唯一對《愛國者法》投反對票的參議員范戈德說:戰爭狀態會對我們的《權利法案》的適用性帶來“最大的考驗”:“當然,如果我們是生活在一個警察國家,抓捕 恐怖主義分子可能會相對容易一些……但是,我們可能并不希望生活在那樣一種國度之中……我們之所以進行這場新的反恐戰爭,主要原因之一是為了保護我們的自 由。如果我們犧牲美國人民的自由,我們將在未發一槍的情況下輸掉這場戰爭。”
9·11
2001年9月11日是一個極為尋常的秋日,美國東部地區艷陽高照,風和日麗。上午8時左右,美利堅航空公司(American Airlines)和聯合航空公司(United Airlines)的四架班機分別從波士頓、華盛頓和紐瓦克的機場起飛,飛往西海岸的洛杉磯和舊金山。四架飛機起飛后不久,均遭到基地組織成員的劫持。8點46分左右,被劫持的第一架飛機出現在紐約市曼哈頓島上空,不等人們反應過來,飛機便以每小時500英里的速度撞入位于曼哈頓下城的世界貿易大廈雙子樓北樓。飛機隨即發生爆炸,機上的乘客、機組成員與劫機者當場死亡,滿載的航空汽油傾瀉而出,北樓內從上到下頃刻之間燃起熊熊大火。17分鐘后,被劫持的第二架飛機徑直飛入雙子樓的南樓,發生了同樣的爆炸,并引發了南樓內部的燃燒。9點59分,北樓在足足燃燒了一個多小時后轟然倒塌。29分鐘后,南樓倒塌。兩座摩天大樓倒塌時,塵土四起,吞沒了半個曼哈頓島,給人一種世界末日來臨的感覺,全世界數以億計的電視觀眾目睹了這一悲劇的發生。然而,災難并不就此止步。9點37分,第三架被劫持的飛機出現在美國首都華盛頓上空,幾秒鐘后撞入美國國防部所在的五角大樓西南角,當場導致125人死亡和多人受傷。正在飛往華盛頓的第四架飛機意圖攻擊白宮,但機上乘客在得知地面發生的情況后與劫機分子展開了搏斗,飛機于10點零3分在賓夕法尼亞州中部的薩默賽特縣墜毀,機上所有人無一生還。

— 資料條目 —

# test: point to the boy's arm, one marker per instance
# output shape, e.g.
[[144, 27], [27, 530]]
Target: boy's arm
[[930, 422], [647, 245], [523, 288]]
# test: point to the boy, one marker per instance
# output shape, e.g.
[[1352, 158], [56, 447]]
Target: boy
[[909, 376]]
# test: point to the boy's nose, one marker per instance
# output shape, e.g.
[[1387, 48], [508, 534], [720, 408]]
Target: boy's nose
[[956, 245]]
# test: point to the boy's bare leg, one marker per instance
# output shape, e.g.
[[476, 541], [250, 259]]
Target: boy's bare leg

— 任務說明 —
A. 根據這段關於九一一事件的文字,第三架被劫持的飛機撞入五角大樓時當場造成多少人死亡?
B. 列出這段關於九一一事件的文字中四架班機起飛的全部城市。
C. 請從這段關於九一一事件的文字結束處接著往下寫。

— 書面答案 —
A. 125人。

B. 波士頓、華盛頓、紐瓦克

C.
9·11事件發生兩年之后,美國政府公布了9·11恐怖主義襲擊調查委員會(The National Commission on Terrorist Attacks on the United States)的最終報告。根據這一報告,9·11事件是位于阿富汗的極端主義組織(al-Qaida,基地組織)經過精心策劃和長期準備之后對美國本土發動的一次恐怖主義襲擊事件。報告指出,參與劫持飛機的19名基地組織成員多為年輕、激進的伊斯蘭教原教旨主義分子;他們當中只有4人接受過專門的飛行訓練,相當一部分人甚至不會講流利的英文;然而他們僅憑隨身攜帶的小刀、毒氣罐和辣椒噴霧劑等不起眼的武器,就劫持了四架載滿航空汽油的商業客機,將其變成了致命的攻擊性武器,在不到兩個小時的時間內,幾乎是天衣無縫地執行了由基地組織領導人奧薩馬·本拉登(Asama bin Laden)策劃的恐怖主義活動,導致來自幾十個國家近3000人的死亡,制造了美國歷史上傷亡最大的恐怖主義襲擊事件。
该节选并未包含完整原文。